§ **Consignes de travail**:
a. D'après le texte fourni, combien de patients comptait la cohorte d'insuffisants cardiaques identifiés au 1er janvier 2020 ?
b. Recopiez le passage du texte fourni qui va de « C’est le cas » jusqu'à « de l’insuffisance cardiaque. » inclus.

§ **Texte fourni**:
__________
Cardiologues et chercheurs au sein du Centre d’investigation clinique plurithématique (CIC-P) du CHRU de Nancy , le Pr Nicolas Girerd et D r Guillaume Baudry ont conduit une étude en association avec la Caisse Nationale de l’Assurance Maladie (CNAM) et des experts nationaux, sur l’importance d’un suivi cardiologique chez les patients atteints d’insuffisance cardiaque. Présente en mai à Belgrade au congrès européen de l’insuffisance cardiaque, l’équipe nancéienne a présenté les résultats de plusieurs de ses travaux dont une partie a été publiée presque simultanément dans la revue scientifique de référence « European Heart Journal (EHJ) ».
C’est le cas de l’investigation menée sur une cohorte de 655 919 patients identifiés comme insuffisants cardiaques au 1er janvier 2020. Le groupe de cardiologues et de statisticiens a analysé le suivi médical de ces malades sur deux ans. Ils en sont arrivés à la conclusion qu’une consultation cardiologique lacunaire, voire inexistante, obérait significativement le pronostic des malades, alors que la gravité de leur maladie nécessiterait « d’optimiser le management global de la maladie », indique le Pr Nicolas Girerd , coordonnateur du CIC-P. Cette insuffisance de recours à une prise en charge cardiologique aggraverait le pronostic de l’insuffisance cardiaque.
__________
§ **Données fournies**:
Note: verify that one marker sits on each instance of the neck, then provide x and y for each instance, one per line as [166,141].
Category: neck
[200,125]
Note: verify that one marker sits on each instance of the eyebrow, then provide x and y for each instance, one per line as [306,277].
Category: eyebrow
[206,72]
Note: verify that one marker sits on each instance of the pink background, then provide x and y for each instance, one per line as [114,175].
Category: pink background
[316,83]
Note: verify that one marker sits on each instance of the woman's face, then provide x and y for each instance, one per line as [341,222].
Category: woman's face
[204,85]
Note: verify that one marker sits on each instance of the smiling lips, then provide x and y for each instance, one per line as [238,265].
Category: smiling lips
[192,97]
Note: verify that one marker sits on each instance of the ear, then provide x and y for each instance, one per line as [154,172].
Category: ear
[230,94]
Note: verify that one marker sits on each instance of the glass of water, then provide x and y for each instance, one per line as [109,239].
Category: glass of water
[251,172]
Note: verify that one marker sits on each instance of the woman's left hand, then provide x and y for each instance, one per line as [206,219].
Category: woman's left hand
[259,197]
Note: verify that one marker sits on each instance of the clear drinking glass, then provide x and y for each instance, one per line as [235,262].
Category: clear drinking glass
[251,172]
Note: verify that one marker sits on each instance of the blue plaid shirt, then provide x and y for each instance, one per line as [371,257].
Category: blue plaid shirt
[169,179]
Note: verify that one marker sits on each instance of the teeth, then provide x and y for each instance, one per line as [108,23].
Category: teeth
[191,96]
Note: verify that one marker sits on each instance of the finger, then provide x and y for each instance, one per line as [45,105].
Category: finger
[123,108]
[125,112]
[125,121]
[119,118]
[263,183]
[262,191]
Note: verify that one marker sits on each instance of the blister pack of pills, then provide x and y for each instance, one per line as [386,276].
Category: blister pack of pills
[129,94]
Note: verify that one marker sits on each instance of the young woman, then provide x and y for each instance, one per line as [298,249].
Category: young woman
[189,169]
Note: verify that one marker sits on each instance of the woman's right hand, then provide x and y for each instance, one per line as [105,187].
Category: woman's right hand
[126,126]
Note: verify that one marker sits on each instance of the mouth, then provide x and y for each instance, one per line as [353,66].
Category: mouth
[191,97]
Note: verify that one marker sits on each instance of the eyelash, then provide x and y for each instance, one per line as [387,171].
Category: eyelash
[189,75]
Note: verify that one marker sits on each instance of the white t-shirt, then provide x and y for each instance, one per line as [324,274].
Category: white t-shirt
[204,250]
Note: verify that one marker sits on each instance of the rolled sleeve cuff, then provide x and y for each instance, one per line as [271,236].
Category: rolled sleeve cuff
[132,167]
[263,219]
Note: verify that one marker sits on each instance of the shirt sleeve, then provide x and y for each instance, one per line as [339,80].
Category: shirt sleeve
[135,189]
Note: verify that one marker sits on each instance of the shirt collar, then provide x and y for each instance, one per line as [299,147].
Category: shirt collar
__________
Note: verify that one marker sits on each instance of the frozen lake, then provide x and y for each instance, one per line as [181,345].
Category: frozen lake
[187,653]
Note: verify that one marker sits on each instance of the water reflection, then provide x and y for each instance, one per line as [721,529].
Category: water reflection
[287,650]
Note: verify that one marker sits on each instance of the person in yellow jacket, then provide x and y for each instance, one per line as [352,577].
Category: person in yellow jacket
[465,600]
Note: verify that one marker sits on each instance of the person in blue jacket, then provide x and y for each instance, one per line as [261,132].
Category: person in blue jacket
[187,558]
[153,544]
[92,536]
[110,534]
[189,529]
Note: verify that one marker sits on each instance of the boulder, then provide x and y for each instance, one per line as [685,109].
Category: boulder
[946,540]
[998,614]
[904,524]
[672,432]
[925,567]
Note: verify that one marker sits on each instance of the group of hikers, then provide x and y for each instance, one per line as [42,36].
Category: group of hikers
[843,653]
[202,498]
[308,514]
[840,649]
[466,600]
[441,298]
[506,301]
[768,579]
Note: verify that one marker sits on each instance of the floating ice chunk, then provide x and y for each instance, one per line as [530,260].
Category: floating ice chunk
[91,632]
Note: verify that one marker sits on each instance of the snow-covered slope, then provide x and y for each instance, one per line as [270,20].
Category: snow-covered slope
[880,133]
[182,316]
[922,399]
__________
§ **Réponses**:
a. 655 919 patients.

b.
C’est le cas de l’investigation menée sur une cohorte de 655 919 patients identifiés comme insuffisants cardiaques au 1er janvier 2020. Le groupe de cardiologues et de statisticiens a analysé le suivi médical de ces malades sur deux ans. Ils en sont arrivés à la conclusion qu’une consultation cardiologique lacunaire, voire inexistante, obérait significativement le pronostic des malades, alors que la gravité de leur maladie nécessiterait « d’optimiser le management global de la maladie », indique le Pr Nicolas Girerd , coordonnateur du CIC-P. Cette insuffisance de recours à une prise en charge cardiologique aggraverait le pronostic de l’insuffisance cardiaque.